━━ Dataset rows

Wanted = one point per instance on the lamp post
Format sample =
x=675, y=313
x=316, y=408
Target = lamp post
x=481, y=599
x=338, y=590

━━━━

Requirements: Scale the listing above by reproducing every line, requests included, with each coordinate in the answers multiplied by 1.15 and rounded to the nearest whole number, halves rounded up. Leave all other numbers unchanged.

Answer for this exercise:
Wanted = one point per instance on the lamp post
Format sample =
x=675, y=313
x=316, y=408
Target = lamp post
x=553, y=689
x=389, y=679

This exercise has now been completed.